* begin MATERIAL FOR THIS TASK *

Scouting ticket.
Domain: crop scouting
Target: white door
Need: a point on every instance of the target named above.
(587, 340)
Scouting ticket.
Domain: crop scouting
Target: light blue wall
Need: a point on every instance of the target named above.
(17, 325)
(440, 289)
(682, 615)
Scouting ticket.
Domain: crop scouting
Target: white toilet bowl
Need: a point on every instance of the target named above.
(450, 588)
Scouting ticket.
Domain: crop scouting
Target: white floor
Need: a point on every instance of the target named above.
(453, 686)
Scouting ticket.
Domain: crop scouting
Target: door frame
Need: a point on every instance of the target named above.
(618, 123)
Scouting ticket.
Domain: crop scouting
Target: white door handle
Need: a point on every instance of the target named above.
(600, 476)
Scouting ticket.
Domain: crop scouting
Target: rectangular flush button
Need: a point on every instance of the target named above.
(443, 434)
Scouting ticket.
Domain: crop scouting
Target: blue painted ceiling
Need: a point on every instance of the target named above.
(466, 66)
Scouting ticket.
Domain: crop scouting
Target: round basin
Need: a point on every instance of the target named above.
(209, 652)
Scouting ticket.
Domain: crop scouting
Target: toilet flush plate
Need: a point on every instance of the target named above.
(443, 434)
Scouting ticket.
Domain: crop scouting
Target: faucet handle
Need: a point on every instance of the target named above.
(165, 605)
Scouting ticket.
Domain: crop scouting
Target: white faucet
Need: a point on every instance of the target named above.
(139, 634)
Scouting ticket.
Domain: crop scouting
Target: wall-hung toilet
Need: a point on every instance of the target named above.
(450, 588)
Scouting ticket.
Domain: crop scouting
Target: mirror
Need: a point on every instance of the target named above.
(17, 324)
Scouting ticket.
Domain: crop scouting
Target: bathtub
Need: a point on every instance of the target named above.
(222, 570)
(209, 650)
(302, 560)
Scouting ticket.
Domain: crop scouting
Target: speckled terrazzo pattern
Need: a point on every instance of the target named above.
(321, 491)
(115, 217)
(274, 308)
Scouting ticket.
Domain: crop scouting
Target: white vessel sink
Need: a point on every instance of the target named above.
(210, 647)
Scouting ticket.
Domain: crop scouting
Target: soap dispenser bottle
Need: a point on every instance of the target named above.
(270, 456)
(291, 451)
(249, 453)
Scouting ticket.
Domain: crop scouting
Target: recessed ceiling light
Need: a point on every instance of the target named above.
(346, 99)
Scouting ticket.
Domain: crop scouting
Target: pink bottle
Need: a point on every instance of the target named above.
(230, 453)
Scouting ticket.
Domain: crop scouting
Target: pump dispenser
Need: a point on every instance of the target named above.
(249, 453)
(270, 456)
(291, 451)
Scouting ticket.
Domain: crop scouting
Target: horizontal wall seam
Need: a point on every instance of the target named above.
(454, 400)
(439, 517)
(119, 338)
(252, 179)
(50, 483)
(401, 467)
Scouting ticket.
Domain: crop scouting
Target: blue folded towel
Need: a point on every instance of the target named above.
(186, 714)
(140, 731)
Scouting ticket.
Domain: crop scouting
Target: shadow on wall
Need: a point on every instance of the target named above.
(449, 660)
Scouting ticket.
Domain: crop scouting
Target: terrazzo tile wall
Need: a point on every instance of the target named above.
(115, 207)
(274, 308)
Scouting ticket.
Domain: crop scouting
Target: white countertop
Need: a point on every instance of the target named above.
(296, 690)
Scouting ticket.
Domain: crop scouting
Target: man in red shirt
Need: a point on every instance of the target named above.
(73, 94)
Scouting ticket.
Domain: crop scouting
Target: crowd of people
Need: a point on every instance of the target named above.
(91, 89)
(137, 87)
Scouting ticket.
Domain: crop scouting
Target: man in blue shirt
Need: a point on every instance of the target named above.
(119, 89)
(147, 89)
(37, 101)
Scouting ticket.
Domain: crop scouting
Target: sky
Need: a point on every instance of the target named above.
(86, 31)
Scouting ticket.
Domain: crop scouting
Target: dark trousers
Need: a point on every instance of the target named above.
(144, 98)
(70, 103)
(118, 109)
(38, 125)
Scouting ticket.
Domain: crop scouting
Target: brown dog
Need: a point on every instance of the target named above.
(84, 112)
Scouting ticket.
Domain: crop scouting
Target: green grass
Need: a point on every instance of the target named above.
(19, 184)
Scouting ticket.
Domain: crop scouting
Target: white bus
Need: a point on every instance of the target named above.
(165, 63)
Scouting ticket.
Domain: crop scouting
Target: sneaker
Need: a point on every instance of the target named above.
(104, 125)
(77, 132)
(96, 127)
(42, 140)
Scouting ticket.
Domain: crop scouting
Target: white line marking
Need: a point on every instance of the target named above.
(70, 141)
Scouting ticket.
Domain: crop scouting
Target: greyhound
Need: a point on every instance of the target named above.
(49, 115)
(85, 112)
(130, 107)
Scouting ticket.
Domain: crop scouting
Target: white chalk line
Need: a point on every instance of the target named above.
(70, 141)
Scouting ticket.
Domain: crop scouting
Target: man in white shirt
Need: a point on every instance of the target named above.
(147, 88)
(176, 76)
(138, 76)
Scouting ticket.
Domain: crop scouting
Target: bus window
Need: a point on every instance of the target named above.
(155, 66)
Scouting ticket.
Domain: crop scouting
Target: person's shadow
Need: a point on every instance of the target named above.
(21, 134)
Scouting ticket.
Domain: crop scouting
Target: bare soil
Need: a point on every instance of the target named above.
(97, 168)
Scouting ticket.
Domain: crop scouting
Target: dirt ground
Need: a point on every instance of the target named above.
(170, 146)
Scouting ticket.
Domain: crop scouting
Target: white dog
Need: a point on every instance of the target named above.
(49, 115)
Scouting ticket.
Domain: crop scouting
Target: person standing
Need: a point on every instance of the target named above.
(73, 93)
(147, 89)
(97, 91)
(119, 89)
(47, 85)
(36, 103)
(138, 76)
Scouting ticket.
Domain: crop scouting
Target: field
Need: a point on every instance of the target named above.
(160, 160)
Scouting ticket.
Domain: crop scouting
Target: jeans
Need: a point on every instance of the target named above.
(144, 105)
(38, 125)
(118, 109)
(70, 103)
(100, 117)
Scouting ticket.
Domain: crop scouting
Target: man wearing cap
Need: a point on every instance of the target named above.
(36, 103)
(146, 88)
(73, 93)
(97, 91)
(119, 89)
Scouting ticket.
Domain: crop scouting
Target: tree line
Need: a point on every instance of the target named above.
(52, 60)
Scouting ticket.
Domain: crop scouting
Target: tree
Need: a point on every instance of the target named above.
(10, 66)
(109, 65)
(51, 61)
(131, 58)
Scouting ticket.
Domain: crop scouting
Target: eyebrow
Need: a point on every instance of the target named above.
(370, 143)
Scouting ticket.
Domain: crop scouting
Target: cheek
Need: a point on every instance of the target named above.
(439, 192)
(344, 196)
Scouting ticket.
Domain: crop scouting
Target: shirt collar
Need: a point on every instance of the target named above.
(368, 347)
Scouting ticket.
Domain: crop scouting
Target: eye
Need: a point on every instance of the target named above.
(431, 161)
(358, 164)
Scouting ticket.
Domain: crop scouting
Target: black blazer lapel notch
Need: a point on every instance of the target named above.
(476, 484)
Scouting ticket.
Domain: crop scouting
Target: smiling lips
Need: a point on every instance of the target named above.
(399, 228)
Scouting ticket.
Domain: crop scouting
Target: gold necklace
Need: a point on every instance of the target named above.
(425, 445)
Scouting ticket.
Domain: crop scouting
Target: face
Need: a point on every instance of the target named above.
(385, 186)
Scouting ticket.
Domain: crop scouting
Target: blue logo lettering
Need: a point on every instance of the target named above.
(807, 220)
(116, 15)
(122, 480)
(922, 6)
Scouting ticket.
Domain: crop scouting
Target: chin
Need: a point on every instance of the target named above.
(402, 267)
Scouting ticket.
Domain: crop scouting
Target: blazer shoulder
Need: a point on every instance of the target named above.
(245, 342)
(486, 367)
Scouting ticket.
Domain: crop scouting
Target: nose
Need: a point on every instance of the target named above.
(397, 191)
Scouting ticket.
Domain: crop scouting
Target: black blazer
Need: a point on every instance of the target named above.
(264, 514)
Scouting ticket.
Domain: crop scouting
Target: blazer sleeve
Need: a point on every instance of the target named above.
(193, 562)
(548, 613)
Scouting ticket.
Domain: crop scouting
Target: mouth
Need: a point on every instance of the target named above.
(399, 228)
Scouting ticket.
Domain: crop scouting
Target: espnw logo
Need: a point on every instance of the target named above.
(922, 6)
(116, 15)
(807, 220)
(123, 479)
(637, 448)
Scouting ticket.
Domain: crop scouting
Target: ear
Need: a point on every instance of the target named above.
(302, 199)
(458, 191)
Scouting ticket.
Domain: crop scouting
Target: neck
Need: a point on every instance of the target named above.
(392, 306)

* end MATERIAL FOR THIS TASK *

** EXERCISE GOAL **
How many lines in the records above contain the string "ceiling"? Count with case sensitivity, and reply with the number alone.

** TASK OUTPUT **
2